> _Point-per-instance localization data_
◆ ◆ ◆

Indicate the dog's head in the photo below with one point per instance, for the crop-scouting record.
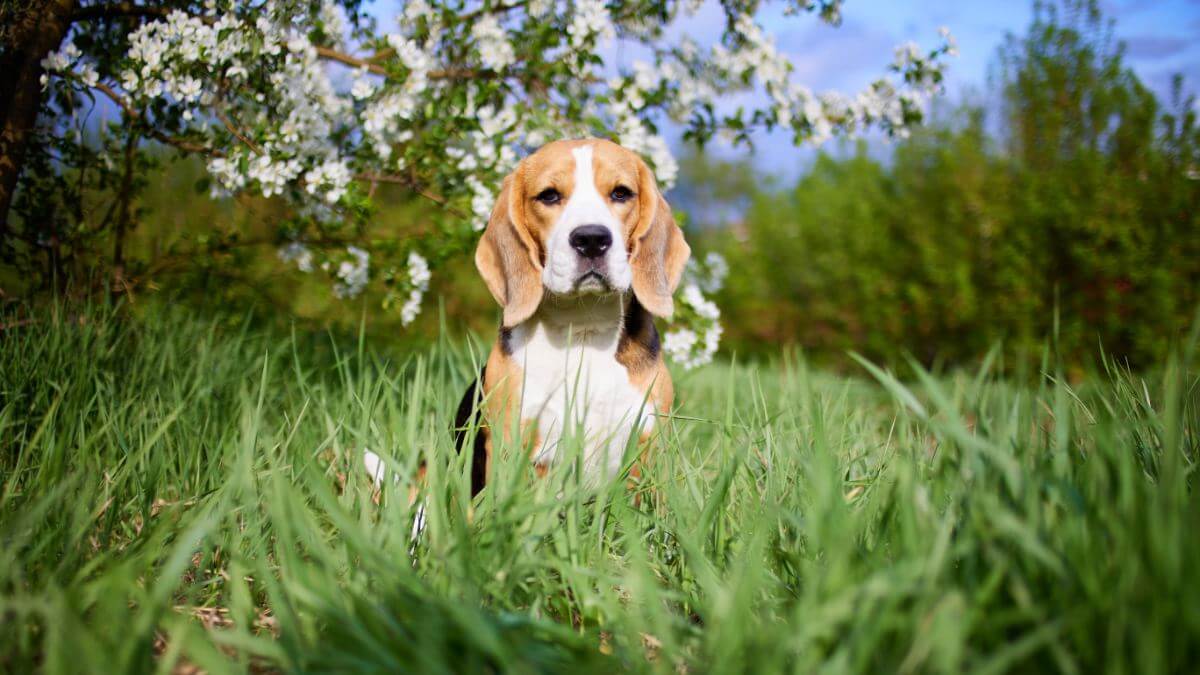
(575, 217)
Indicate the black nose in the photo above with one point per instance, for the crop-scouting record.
(591, 240)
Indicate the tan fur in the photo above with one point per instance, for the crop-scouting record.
(510, 258)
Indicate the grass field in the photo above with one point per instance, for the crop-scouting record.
(181, 493)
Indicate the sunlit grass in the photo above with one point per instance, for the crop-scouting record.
(180, 490)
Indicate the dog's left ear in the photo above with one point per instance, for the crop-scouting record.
(658, 251)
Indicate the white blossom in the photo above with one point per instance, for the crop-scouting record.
(419, 280)
(492, 41)
(353, 274)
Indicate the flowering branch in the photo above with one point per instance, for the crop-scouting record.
(445, 106)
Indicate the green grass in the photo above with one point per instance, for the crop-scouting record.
(177, 490)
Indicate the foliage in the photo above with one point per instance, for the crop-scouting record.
(183, 490)
(1077, 215)
(316, 103)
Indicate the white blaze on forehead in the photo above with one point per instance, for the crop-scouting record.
(586, 202)
(586, 205)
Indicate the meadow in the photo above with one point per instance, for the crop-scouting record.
(185, 494)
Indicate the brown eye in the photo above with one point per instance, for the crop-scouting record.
(549, 196)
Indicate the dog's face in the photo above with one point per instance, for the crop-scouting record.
(575, 217)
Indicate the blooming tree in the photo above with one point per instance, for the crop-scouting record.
(317, 103)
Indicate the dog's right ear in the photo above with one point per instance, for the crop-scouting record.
(508, 257)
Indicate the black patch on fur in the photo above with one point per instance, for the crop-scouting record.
(505, 342)
(640, 327)
(467, 418)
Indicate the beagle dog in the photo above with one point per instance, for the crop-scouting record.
(581, 252)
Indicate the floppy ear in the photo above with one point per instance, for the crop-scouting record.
(658, 250)
(508, 257)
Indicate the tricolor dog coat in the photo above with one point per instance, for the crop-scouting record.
(581, 252)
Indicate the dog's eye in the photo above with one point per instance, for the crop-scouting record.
(621, 193)
(549, 196)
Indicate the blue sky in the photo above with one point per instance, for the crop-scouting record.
(1162, 37)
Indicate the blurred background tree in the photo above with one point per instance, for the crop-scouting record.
(1063, 202)
(1069, 209)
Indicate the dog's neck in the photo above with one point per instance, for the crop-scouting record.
(583, 317)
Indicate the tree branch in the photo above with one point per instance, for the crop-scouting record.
(412, 185)
(133, 113)
(117, 10)
(372, 65)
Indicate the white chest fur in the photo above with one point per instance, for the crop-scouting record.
(574, 388)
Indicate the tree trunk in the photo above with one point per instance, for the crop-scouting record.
(33, 31)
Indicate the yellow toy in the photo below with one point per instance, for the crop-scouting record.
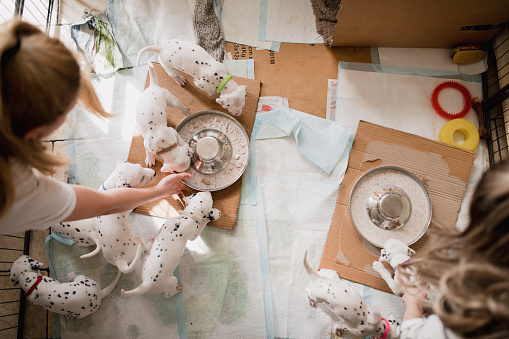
(464, 126)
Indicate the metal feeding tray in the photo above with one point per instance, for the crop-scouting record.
(390, 202)
(220, 147)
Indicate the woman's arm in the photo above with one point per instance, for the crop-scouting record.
(91, 203)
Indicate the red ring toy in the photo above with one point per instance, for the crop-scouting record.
(463, 90)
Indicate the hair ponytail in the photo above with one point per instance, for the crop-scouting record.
(40, 79)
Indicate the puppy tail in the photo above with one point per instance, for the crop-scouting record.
(122, 264)
(143, 288)
(107, 290)
(152, 48)
(154, 81)
(312, 273)
(95, 238)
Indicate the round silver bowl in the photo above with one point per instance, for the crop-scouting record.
(220, 147)
(390, 202)
(212, 151)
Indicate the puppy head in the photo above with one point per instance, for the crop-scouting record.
(200, 204)
(234, 101)
(23, 264)
(132, 175)
(177, 159)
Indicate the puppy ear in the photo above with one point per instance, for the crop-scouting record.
(35, 265)
(220, 102)
(214, 214)
(165, 168)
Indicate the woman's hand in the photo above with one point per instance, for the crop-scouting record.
(171, 184)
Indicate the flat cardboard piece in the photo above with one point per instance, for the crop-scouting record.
(226, 200)
(418, 23)
(443, 169)
(299, 72)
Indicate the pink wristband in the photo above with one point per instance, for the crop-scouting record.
(387, 328)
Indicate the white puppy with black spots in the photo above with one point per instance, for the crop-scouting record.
(168, 247)
(76, 299)
(395, 252)
(158, 137)
(213, 77)
(84, 232)
(347, 309)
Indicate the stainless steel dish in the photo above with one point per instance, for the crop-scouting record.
(390, 202)
(220, 149)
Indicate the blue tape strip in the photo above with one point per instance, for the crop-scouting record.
(264, 264)
(252, 183)
(375, 57)
(379, 68)
(262, 20)
(181, 313)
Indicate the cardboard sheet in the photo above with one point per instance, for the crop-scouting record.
(299, 72)
(418, 23)
(226, 200)
(444, 170)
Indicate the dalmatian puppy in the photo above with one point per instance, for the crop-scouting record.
(211, 76)
(84, 232)
(76, 299)
(395, 253)
(168, 247)
(158, 137)
(346, 307)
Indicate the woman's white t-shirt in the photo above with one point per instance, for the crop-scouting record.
(40, 201)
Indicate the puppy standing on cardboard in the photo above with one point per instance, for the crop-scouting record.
(209, 75)
(168, 247)
(158, 137)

◆ ◆ ◆

> _Aim of the exercise_
Before copying, set the pictures aside; then give the records again exactly.

> _Result of the task_
Indicate the dog's head in the photo below with one point per instance, for the crop-scouting record.
(575, 217)
Indicate the black nose in the photo above with one point per instance, for the crop-scouting record.
(591, 240)
Indicate the tan fur in the photo above with one point per instance, for the crop-scouting record.
(510, 258)
Indicate the grass field in the photo above with one point per instance, for the crop-scouting record.
(181, 493)
Indicate the sunlit grass in the photo above with one point per instance, for the crop-scouting record.
(180, 490)
Indicate the dog's left ear in the photo above with one point per instance, for the crop-scouting record.
(658, 251)
Indicate the white blossom in the photo above with one point per instance, for the crop-scouting record.
(419, 280)
(492, 41)
(353, 274)
Indicate the flowering branch in the photo above with one point per instance, for the crop-scouting record.
(445, 106)
Indicate the green grass in the photo above with one point per instance, for the crop-scouting record.
(177, 490)
Indicate the foliage in the photo above with one point per instance, for the crop-scouting record.
(183, 490)
(1077, 215)
(316, 103)
Indicate the white blaze on forehead in the photo above with one point per instance, for the crop-scouting record.
(586, 202)
(586, 205)
Indicate the meadow in the photo above with one point per instance, for the crop-scouting record.
(185, 494)
Indicate the brown eye in the photo above with one point per instance, for the crop-scouting record.
(549, 196)
Indicate the dog's face in the photo above with one point per instance, for the crop-scouting record.
(575, 217)
Indicate the blooming tree in the photo above with one point per instance, for the crop-scouting record.
(317, 103)
Indicate the dog's right ear in the photo above with one point per instance, for the crop-scouting record.
(508, 257)
Indicate the black patch on fur in the photo above with one point per instance, for the crop-scouting record.
(505, 342)
(640, 327)
(467, 418)
Indicate the beagle dog in the photo above with one point per instance, for the crop-scouting record.
(581, 252)
Indicate the floppy ear in the photo above with one point per instance, for the crop-scouting record.
(658, 250)
(508, 257)
Indicate the tricolor dog coat in the photo above with one point per instance, for the crop-scouting record.
(581, 252)
Indicate the dog's eye in the photo above with one point per instance, for the crop-scouting record.
(621, 193)
(549, 196)
Indicate the blue sky in the photo above with one point per instance, for the crop-scouting record.
(1162, 37)
Indicate the blurred background tree in the photo above with one point per instance, for the crop-scouting record.
(1063, 202)
(1069, 209)
Indicate the dog's neck in the photo above with one point per instance, for the crop-scouting record.
(583, 317)
Indicate the tree branch in the photo above with one point per instance, for the crop-scouting record.
(412, 185)
(133, 113)
(117, 10)
(372, 65)
Indicate the white chest fur in the photo above with one point per instance, for the crop-scouting record.
(574, 388)
Indicate the tree trunk in the photo above with one point per instance, for the crop-scouting record.
(33, 31)
Indicate the yellow toy in the photo below with one point per instance, for the crop-scouting record.
(464, 126)
Indicate the metal feeding tray in the photo above with one point per instance, for the crop-scouting record.
(390, 202)
(220, 147)
Indicate the woman's arm in the photo above with one point per instance, for the crop-scouting record.
(91, 203)
Indicate the red ring toy in the photo above with one point per instance, for the crop-scouting record.
(463, 90)
Indicate the hair ponytail in the photo above with one point per instance, for the crop-scouting record.
(40, 79)
Indicate the puppy tail in the photo above with one point per instance, for the crop-scouting record.
(122, 264)
(143, 288)
(107, 290)
(152, 48)
(154, 81)
(312, 273)
(95, 238)
Indicate the round silver bowl in the photo above with one point per instance, for the crop-scouting record.
(220, 147)
(390, 202)
(212, 151)
Indicate the puppy head in the photo above with one point per instance, for the crop-scouting record.
(200, 204)
(234, 101)
(23, 264)
(132, 175)
(177, 159)
Indicate the puppy ear in the photo above with one point per instance, for the crop-scouting record.
(35, 265)
(220, 102)
(214, 214)
(165, 168)
Indicate the woman's hand in the photo above with one point per instance, for the crop-scouting record.
(171, 184)
Indicate the flat cardboard piece in the photo above with one point per instance, for the crop-scouting record.
(226, 200)
(418, 23)
(443, 169)
(299, 72)
Indicate the pink wristband in the photo above with one point per instance, for the crop-scouting record.
(387, 328)
Indicate the white puppy with black spots in the photo above with one point per instance, for the crop-scouting record.
(168, 247)
(76, 299)
(395, 252)
(158, 137)
(213, 77)
(84, 232)
(347, 309)
Indicate the stainless steel dish in the photo above with one point per instance, for the crop-scouting record.
(390, 202)
(220, 149)
Indicate the blue tape strip in the photo above with one point per instance, for the crop-scouting record.
(264, 264)
(252, 183)
(375, 57)
(379, 68)
(262, 20)
(181, 313)
Indicate the cardboard sheet in the photo above with one point per instance, for the crop-scouting record.
(299, 72)
(418, 23)
(226, 200)
(444, 170)
Indicate the dalmatian puppy in the photo above with one point per instance, for the crop-scouting record.
(211, 76)
(84, 232)
(76, 299)
(395, 253)
(168, 247)
(158, 137)
(346, 307)
Indicate the woman's white t-shirt in the photo above with one point per instance, for the crop-scouting record.
(40, 201)
Indicate the puppy standing on cardboard in the photo above with one point per instance, for the crop-scouting record.
(209, 75)
(168, 247)
(158, 137)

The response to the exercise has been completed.